» **What you need to do**:
Answer these questions using the Tesla news excerpt below:
(a) What component of the Model 3 are Tesla Grohmann's two production lines for?
(b) What one-time bonus does Musk's letter promise each employee?
(c) How much did Tesla say it was paid in the settlement?

That’s what made a story last week out of Germany all the more interesting: Tesla’s recently-acquired industrial robotics unit, Grohmann, threatened to go on strike, reportedly over wages and a decision by Tesla to drop all of its contracts to focus solely on the Model 3. For now, according to an article by Electrek, that situation seems to have been diffused, after Musk personally intervened this week.
Electrek has learned that ‘Tesla Grohmann’, or ‘Tesla Advanced Automation Germany’, has been working on two production lines for the Model 3’s inverter. The lines, which sources say are scheduled to ship in the next few weeks, are crucial to volume production of the Model 3.
Some employees expressed concerns over losing what they saw has job stability from having several important clients, like Bosch, Daimler, and BMW, but it also gave an opportunity to IG Metall to use the apparent urgency to deliver the Model 3 lines as a potential bargaining chip to expedite a favorable labor agreement with Tesla.
We learned that CEO Elon Musk held a Q&A with the Tesla Grohmann employees last week to hear their concerns and sent them a letter this week with an updated offer.
Musk said that on top of the 150 euros per month increase, employees will each get a one-time 1,000 euros bonus and 10,000 euros in Tesla shares vested over four years.
Electrek reports the letter was “well-received” by employees, and Tesla remains “confident that even if it does happen, it will not affect the production of the Model 3.”
Maybe July isn’t unreasonable. We’ll see.
2nd Gear: Tesla Settles Suit With Former Autopilot Exec
The high-profile lawsuit between Uber and Waymo has drawn significant attention as the battle over self-driving cars. And rightly so! The alleged backstory of how Waymo came to accuse its former employee of stealing thousands of files on its self-driving car system, before heading off to launch a start-up of his own that Uber later acquired, is weird and fascinating.
But Tesla had a similar case of its own that quietly played out in recent months. In January, the automaker accused its former Autopilot head of stealing company secrets before leaving to start a new company. Now, it seems, there wasn’t much there for Tesla to go on. From Bloomberg:
Tesla Inc. settled its lawsuit against Sterling Anderson, the former director of the electric-car maker’s Autopilot program, according to a copy of the agreement signed by both parties.
“Tesla has withdrawn its claims, without damages, without attorney’s fees, and without any finding of wrongdoing,” Aurora Innovation LLC said in an emailed statement. Aurora agreed to reimburse the cost of an audit to “demonstrate the integrity” of its intellectual property.
A California state court docket listed a notice of the settlement on Wednesday. Tesla confirmed in an emailed statement that the lawsuit has been settled and said it’s been paid $100,000.

» **Data block**:
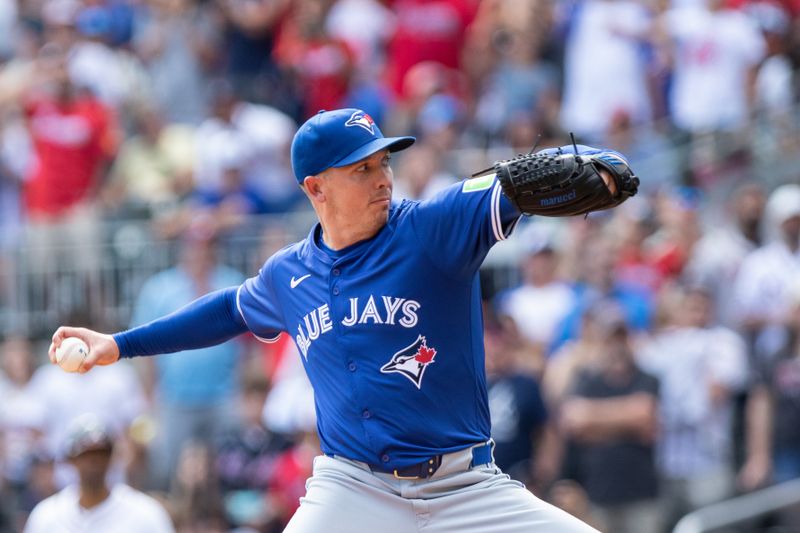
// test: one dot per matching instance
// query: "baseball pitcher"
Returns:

» **Correct result**:
(a) The Model 3's inverter.
(b) 1,000 euros.
(c) $100,000.